───── TASK DATA
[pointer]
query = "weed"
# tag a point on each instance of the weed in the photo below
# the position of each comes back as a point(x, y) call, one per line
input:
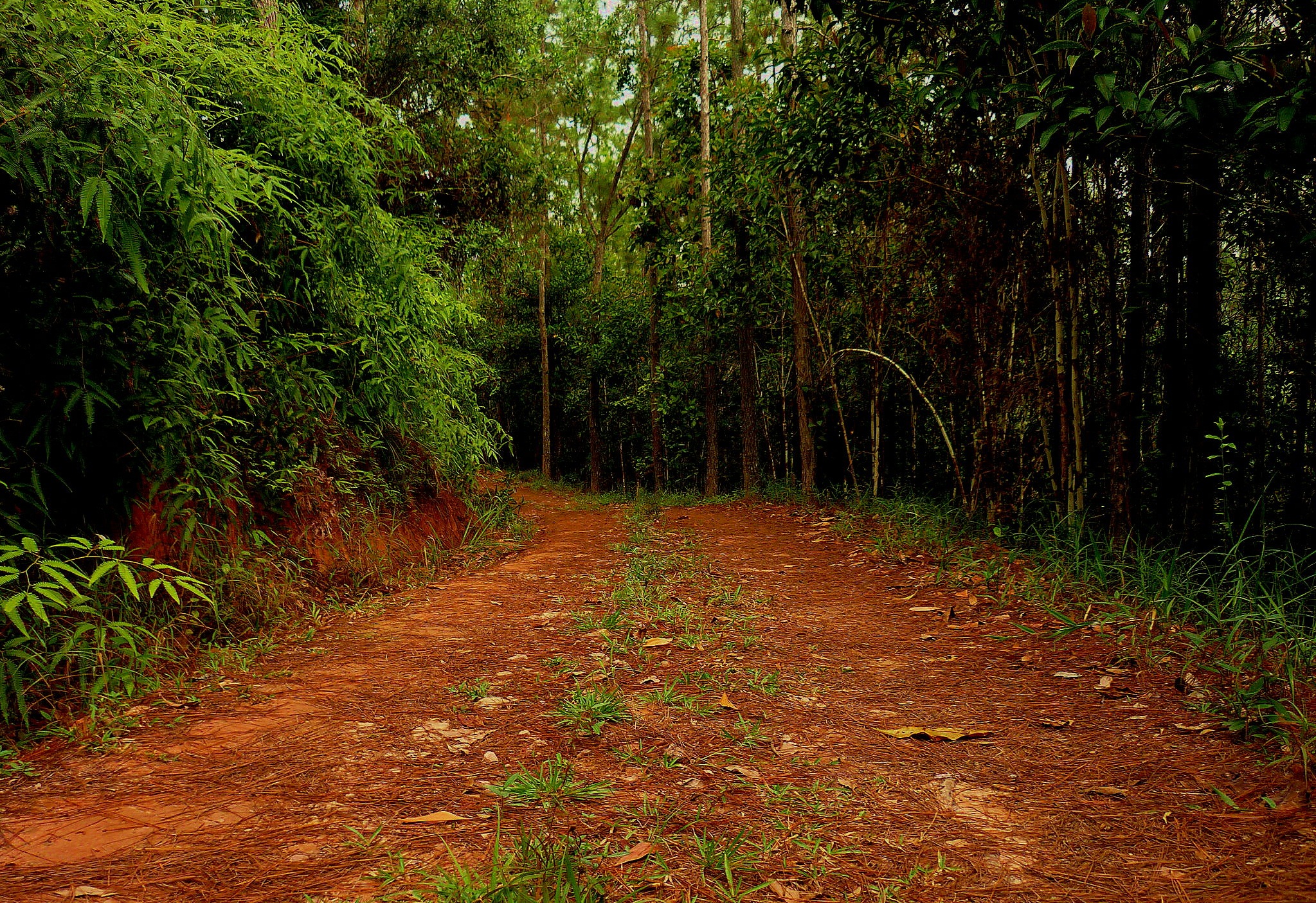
point(590, 710)
point(745, 733)
point(553, 785)
point(12, 767)
point(473, 690)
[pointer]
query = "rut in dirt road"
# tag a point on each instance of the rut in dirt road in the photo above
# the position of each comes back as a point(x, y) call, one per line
point(760, 659)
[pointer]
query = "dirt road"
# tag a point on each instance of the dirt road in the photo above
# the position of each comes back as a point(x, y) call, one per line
point(293, 778)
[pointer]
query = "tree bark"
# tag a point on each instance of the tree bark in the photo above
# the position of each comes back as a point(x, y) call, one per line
point(648, 127)
point(706, 247)
point(799, 303)
point(546, 398)
point(595, 439)
point(1127, 447)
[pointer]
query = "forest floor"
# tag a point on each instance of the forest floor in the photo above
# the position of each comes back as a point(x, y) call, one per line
point(759, 656)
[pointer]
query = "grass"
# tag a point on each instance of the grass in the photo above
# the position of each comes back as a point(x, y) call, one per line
point(473, 690)
point(590, 710)
point(553, 786)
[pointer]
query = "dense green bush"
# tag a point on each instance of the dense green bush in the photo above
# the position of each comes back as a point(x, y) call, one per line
point(210, 317)
point(207, 295)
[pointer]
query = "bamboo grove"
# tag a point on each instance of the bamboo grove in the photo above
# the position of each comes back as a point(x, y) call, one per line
point(274, 273)
point(1049, 258)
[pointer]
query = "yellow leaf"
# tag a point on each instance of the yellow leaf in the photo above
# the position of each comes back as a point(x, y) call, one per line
point(435, 816)
point(636, 854)
point(949, 735)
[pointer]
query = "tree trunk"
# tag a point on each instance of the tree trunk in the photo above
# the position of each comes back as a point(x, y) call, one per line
point(647, 119)
point(749, 406)
point(799, 303)
point(595, 439)
point(706, 247)
point(1127, 447)
point(545, 408)
point(803, 365)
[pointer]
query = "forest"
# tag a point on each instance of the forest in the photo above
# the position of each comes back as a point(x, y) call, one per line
point(275, 271)
point(768, 349)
──────────
### TASK ITEM
Looking back over the records above, in how many lines does the word "road" occur? Give the number alone.

### RESPONSE BELOW
4